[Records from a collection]
☆ ☆ ☆
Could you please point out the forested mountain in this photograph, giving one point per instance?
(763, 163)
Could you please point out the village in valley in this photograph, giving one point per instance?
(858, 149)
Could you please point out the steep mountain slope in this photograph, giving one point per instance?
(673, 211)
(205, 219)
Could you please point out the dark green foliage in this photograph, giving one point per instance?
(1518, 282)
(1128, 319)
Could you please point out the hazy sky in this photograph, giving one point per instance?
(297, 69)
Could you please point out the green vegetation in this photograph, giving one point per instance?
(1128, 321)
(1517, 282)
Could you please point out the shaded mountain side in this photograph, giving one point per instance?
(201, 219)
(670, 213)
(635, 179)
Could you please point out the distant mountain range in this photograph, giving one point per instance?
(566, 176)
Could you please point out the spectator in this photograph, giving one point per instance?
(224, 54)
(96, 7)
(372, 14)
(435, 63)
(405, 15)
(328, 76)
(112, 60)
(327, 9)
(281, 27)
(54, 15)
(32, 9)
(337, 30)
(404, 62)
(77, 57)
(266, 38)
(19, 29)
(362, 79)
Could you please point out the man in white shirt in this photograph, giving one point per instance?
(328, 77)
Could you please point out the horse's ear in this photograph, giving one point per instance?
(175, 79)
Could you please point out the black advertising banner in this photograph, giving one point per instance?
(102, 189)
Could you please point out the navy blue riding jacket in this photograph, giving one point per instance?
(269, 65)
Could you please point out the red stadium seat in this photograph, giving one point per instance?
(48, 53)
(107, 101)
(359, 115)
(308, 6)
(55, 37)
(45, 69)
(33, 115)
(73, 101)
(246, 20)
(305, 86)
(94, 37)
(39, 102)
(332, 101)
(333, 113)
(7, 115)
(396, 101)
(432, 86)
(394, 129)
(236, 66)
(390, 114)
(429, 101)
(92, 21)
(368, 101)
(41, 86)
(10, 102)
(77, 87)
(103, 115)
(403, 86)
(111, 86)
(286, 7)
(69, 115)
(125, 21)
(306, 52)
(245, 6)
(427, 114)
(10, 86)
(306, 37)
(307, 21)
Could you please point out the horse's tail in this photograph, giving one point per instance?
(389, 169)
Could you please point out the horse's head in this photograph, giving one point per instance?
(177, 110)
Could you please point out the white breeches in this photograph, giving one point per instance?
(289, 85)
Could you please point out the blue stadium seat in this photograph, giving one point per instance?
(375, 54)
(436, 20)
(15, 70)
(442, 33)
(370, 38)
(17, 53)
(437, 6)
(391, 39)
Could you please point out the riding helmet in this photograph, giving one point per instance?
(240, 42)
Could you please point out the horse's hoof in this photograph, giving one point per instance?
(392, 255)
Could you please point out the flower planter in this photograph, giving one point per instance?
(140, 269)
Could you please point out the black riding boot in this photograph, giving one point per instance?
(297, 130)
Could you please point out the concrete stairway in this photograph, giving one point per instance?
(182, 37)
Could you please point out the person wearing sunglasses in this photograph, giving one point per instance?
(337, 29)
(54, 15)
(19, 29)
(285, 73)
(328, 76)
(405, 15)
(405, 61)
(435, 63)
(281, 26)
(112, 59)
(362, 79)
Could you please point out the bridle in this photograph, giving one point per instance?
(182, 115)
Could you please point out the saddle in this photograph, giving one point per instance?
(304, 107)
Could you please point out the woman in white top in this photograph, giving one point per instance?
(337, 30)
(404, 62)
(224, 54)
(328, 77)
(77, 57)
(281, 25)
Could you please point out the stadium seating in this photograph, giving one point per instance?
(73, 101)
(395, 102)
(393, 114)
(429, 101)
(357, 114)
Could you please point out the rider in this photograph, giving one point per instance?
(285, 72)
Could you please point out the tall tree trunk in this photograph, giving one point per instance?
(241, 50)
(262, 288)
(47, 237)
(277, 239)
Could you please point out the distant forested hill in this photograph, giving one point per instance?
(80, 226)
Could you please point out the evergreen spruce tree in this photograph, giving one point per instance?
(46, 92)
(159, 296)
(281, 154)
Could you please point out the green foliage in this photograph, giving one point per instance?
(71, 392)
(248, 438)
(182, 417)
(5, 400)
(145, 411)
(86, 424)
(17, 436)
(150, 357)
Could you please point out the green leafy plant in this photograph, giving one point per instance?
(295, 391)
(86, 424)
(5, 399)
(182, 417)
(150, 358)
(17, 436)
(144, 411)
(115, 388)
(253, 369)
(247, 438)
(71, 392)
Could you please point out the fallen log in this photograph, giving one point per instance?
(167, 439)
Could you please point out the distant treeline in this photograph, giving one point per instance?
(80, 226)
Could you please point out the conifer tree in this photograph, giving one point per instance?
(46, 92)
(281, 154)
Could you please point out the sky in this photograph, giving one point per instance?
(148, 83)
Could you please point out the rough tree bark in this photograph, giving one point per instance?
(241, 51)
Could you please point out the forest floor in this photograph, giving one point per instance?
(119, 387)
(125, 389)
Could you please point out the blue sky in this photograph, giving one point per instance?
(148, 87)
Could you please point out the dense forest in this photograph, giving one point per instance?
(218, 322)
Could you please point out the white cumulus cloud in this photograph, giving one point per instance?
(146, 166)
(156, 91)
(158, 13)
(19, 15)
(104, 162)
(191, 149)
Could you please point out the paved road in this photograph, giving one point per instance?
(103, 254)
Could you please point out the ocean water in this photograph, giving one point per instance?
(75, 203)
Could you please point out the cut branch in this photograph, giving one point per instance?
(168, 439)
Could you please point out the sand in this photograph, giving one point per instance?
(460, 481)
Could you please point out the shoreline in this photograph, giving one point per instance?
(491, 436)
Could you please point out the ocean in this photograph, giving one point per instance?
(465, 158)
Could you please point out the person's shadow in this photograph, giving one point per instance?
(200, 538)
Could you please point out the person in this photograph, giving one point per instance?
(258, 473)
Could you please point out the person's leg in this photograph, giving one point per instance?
☆ ☆ ☆
Could you give the data above again, exact in every line?

EXERCISE OUTPUT
Could you please point out the forested mountain in this photograph, giving one point per instance?
(763, 163)
Could you please point out the village in valley in this photograph, giving one point per instance?
(858, 149)
Could you please point out the steep mountain slope in this photograph, giving one point per instance?
(673, 211)
(205, 219)
Could you please point out the dark green foliage in this photograph, giving one point per instance?
(1518, 282)
(1128, 319)
Could you please point out the hazy sky in this photograph, giving one point per instance?
(297, 69)
Could you please point out the green vegetation in this photograph, giving one point per instance?
(1128, 321)
(1517, 282)
Could you please point out the shaded mountain side in this photograph, giving one point per instance?
(201, 219)
(670, 213)
(635, 179)
Could you please point out the distant mountain range in this photograph, giving one point per instance?
(566, 176)
Could you please point out the spectator in this photograph, giving one point per instance?
(224, 54)
(96, 7)
(372, 14)
(435, 63)
(405, 15)
(328, 76)
(112, 60)
(327, 9)
(281, 27)
(54, 15)
(32, 9)
(337, 30)
(404, 62)
(77, 57)
(266, 38)
(19, 29)
(362, 79)
Could you please point out the man in white shirt in this photograph, giving one point per instance?
(328, 77)
Could you please point out the horse's ear in this photograph, giving one point per instance?
(175, 79)
Could you please point out the black advertising banner in this photograph, giving one point per instance?
(102, 189)
Could you please point out the navy blue riding jacket in this photograph, giving one point per instance?
(269, 65)
Could you please point out the red stadium seat in this photograph, giving one point per instance?
(48, 53)
(107, 101)
(359, 115)
(308, 6)
(55, 37)
(45, 69)
(33, 115)
(73, 101)
(246, 20)
(305, 86)
(94, 37)
(39, 102)
(332, 101)
(333, 113)
(7, 115)
(396, 101)
(432, 86)
(394, 129)
(236, 66)
(390, 114)
(429, 101)
(92, 21)
(368, 101)
(41, 86)
(10, 102)
(77, 87)
(103, 115)
(403, 86)
(111, 86)
(286, 7)
(69, 115)
(125, 21)
(306, 52)
(245, 6)
(427, 114)
(10, 86)
(306, 37)
(307, 21)
Could you please point out the horse's tail in this photograph, giving one point per instance?
(389, 169)
Could you please point out the horse's head in this photograph, giving one point per instance?
(177, 110)
Could you please point out the white breeches in this photograph, giving one point per instance?
(289, 85)
Could you please point out the blue stadium seat in this photograph, giving one point per instance?
(375, 54)
(436, 20)
(15, 70)
(442, 33)
(370, 38)
(17, 53)
(437, 6)
(391, 39)
Could you please point out the riding helmet in this photograph, giving one point per instance?
(240, 42)
Could you please point out the horse's hoof in this photograph, giving one point per instance?
(392, 255)
Could you please point out the flower planter in this photograph, giving one point per instance?
(140, 269)
Could you please point out the black riding boot in this photograph, giving one point per instance?
(297, 130)
Could you please point out the concrete stairway in this photograph, giving one point per instance?
(182, 37)
Could you please point out the person wearing sunglasses in this photograph, giving one point per instance?
(337, 29)
(54, 15)
(19, 29)
(285, 73)
(328, 76)
(405, 15)
(405, 61)
(435, 63)
(281, 26)
(112, 59)
(362, 79)
Could you please point out the bridle in this photograph, giving one point per instance?
(182, 115)
Could you please point out the saddle in this photograph, giving one point per instance?
(304, 107)
Could you please point out the woman in white top in this photograph, giving one point per instance?
(337, 30)
(404, 62)
(224, 54)
(328, 77)
(77, 57)
(281, 25)
Could you please point out the stadium seating in this photograph, giving one point per instance?
(73, 101)
(395, 102)
(393, 114)
(429, 101)
(357, 114)
Could you please point out the rider in this photograph, giving one point per instance?
(285, 72)
Could you please point out the tall tree trunk in this photograph, giving one point per instance?
(241, 50)
(262, 288)
(47, 237)
(277, 239)
Could you please point out the distant forested hill in this photograph, giving one point per instance?
(80, 226)
Could you please point out the evergreen spruce tree in this photograph, giving one point per instance?
(46, 92)
(159, 296)
(281, 154)
Could you please point out the green foliage in this photograph, giving one point per instance?
(71, 392)
(248, 438)
(182, 417)
(5, 400)
(145, 411)
(86, 424)
(17, 436)
(150, 357)
Could you please point out the green leafy plant in this photograph, giving one point per instance?
(295, 391)
(86, 424)
(5, 399)
(182, 417)
(150, 358)
(17, 436)
(144, 411)
(115, 388)
(253, 369)
(247, 438)
(71, 392)
Could you please point out the fallen log in this photograph, giving one point per instance?
(167, 439)
Could you please point out the distant treeline in this photograph, giving one point per instance?
(80, 226)
Could you please point out the conifer tree in this photograph, giving one point per instance?
(46, 92)
(281, 154)
Could you please point out the sky in this photograph, giving one point per instance?
(148, 83)
Could you please point out the rough tree bark in this photograph, giving one point per instance?
(241, 51)
Could you please point out the forest floor in this photograph, giving one point per instance?
(119, 387)
(125, 389)
Could you please point out the blue sky in this photograph, giving one point per instance?
(148, 87)
Could you please point out the dense forest in this photograph, giving one point per instance?
(218, 322)
Could you please point out the white cumulus cloud in this photograph, giving one point per instance?
(146, 166)
(156, 91)
(158, 13)
(19, 15)
(104, 162)
(191, 149)
Could you please point out the paved road in this photograph, giving one point per instance?
(103, 254)
Could you please point out the ocean water in this photograph, giving one point per instance?
(75, 203)
Could you please point out the cut branch in this photograph, giving one point per instance?
(168, 439)
Could you please point out the sand in this photograph, giving one point per instance?
(460, 481)
Could you please point out the shoreline in this photograph, giving one point per instance?
(491, 436)
Could you please point out the ocean in this photograph, giving one point per instance?
(465, 158)
Could you please point out the person's shadow in this photograph, giving one point per instance?
(200, 538)
Could you please point out the person in this photograph, giving one point per instance?
(258, 473)
Could you please point out the person's leg in this photograph, giving one point per instance?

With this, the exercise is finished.